[Object location annotation data]

□ □ □ □ □ □ □

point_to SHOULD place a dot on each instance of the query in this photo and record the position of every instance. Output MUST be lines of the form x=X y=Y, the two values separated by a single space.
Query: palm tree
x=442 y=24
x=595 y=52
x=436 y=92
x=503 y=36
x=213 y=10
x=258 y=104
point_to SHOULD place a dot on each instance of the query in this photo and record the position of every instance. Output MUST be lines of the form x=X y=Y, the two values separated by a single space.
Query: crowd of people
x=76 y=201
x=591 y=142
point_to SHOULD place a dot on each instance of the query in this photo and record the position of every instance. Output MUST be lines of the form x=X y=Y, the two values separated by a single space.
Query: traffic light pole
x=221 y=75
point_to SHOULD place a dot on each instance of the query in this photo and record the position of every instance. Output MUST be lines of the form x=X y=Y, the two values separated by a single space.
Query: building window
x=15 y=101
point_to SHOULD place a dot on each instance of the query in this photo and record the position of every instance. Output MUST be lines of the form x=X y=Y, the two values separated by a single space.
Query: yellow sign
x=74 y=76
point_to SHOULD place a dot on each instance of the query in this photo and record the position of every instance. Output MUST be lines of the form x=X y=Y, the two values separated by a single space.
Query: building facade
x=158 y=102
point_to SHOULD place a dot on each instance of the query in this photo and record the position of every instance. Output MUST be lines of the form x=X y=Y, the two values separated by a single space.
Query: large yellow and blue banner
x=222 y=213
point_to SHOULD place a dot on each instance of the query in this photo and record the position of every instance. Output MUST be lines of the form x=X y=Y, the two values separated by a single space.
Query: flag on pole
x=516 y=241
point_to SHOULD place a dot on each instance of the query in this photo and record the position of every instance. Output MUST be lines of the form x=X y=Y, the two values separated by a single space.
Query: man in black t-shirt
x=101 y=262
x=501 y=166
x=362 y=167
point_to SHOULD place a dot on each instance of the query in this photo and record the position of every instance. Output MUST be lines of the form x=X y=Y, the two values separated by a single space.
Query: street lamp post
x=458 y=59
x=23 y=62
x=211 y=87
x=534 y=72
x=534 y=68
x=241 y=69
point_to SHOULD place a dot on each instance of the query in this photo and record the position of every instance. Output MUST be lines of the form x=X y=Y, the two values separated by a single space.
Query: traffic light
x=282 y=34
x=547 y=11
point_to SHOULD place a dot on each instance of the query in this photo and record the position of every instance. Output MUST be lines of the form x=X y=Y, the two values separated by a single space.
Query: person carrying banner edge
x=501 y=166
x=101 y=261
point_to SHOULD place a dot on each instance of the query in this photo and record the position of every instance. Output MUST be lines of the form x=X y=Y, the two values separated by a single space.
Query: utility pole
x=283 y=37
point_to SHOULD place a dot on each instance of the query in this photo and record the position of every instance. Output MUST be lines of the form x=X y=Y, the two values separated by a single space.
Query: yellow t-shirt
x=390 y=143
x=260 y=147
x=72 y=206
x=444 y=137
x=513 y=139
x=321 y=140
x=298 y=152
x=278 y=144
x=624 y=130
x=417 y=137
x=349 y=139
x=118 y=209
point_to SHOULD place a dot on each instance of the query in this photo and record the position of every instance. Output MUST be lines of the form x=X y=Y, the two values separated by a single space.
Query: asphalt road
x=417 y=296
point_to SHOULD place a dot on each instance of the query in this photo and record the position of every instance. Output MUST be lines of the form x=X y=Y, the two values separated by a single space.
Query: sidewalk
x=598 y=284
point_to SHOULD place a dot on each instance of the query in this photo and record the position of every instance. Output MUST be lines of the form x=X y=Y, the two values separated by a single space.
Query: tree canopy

□ □ □ □ □ □ □

**Aim**
Reproduce all data above, unchanged.

**Reply to the exercise**
point_to SHOULD place a dot on each instance of the query in this photo and record the position of every instance. Output MUST be lines of the form x=X y=Y, the two values separated by a single space.
Query: palm tree
x=442 y=24
x=595 y=52
x=436 y=92
x=503 y=36
x=213 y=10
x=258 y=104
point_to SHOULD place a dot on each instance of the query in this photo and record the position of every instance. Output MUST be lines of the form x=X y=Y, the two values separated by a single space.
Query: crowd of people
x=76 y=201
x=591 y=142
point_to SHOULD place a dot on each instance of the query in this photo and record the position of every instance. Output MUST be lines of the form x=X y=Y, the two values separated by a single space.
Query: traffic light pole
x=221 y=75
point_to SHOULD place a dot on each instance of the query in this photo and record the position of every instance. Output MUST be lines of the form x=X y=Y, the two values separated by a single space.
Query: building window
x=15 y=101
point_to SHOULD place a dot on each instance of the query in this photo and record the position of every instance. Output MUST be lines of the form x=X y=Y, the two values separated by a single space.
Query: yellow sign
x=74 y=76
point_to SHOULD place a dot on each instance of the query in this photo and record the position of every instance. Output MUST be lines of the form x=X y=Y, the two values separated by a single space.
Query: building facade
x=158 y=102
point_to SHOULD place a dot on each instance of the query in this photo and record the position of every instance. Output MUST be lines of the form x=X y=Y, the two values separated by a single space.
Query: large yellow and blue banner
x=222 y=213
point_to SHOULD place a dot on each instance of the query in this photo and record the position of every instance. Output MUST be lines of the form x=X y=Y, the two values separated by a single space.
Query: flag on pole
x=516 y=241
point_to SHOULD place a dot on each instance of the query in this photo and record the position of every instance. Output MUST be lines of the form x=X y=Y, the two values separated by a single space.
Query: man in black t-shirt
x=101 y=262
x=501 y=166
x=362 y=167
point_to SHOULD place a dot on each instance of the query in this photo and record the position of every instance. Output MUST be lines of the form x=X y=Y, the two values separated by a single space.
Query: street lamp post
x=458 y=59
x=23 y=62
x=211 y=87
x=534 y=72
x=534 y=68
x=241 y=69
point_to SHOULD place a dot on each instance of the query in this photo and record the position of every instance. Output MUST be lines of the form x=X y=Y, the two values separated by a single space.
Query: traffic light
x=282 y=34
x=547 y=11
point_to SHOULD place a dot on each instance of the query in this photo and record the position of every instance. Output MUST be lines of the form x=X y=Y, the two values separated by a single space.
Query: person carrying banner edge
x=501 y=166
x=101 y=261
point_to SHOULD place a dot on each instance of the query in this photo and record the position of every instance. Output MUST be lines of the form x=X y=Y, the two values separated by a single space.
Query: utility pole
x=283 y=37
point_to SHOULD place a dot on each instance of the query in this photo and record the position of every instance. Output MUST be lines of the form x=X y=Y, the two values separated by a single space.
Query: yellow t-shirt
x=390 y=143
x=260 y=147
x=72 y=206
x=444 y=137
x=513 y=139
x=321 y=140
x=298 y=152
x=278 y=144
x=624 y=130
x=417 y=137
x=349 y=139
x=118 y=209
point_to SHOULD place a dot on each instance of the query in this photo and record the position of every instance. Output MUST be lines of the form x=X y=Y, the two values separated by a single space.
Query: asphalt road
x=417 y=296
point_to SHOULD place a dot on each instance of the query in this photo and record the position of every instance. Output MUST be lines of the form x=X y=Y, the two values separated by a single space.
Query: sidewalk
x=598 y=284
point_to SHOULD place a dot on each instance of the query in this photo and record the position of every instance. Output MUST be lines of the form x=X y=Y, the two values separated by a single space.
Query: tree canopy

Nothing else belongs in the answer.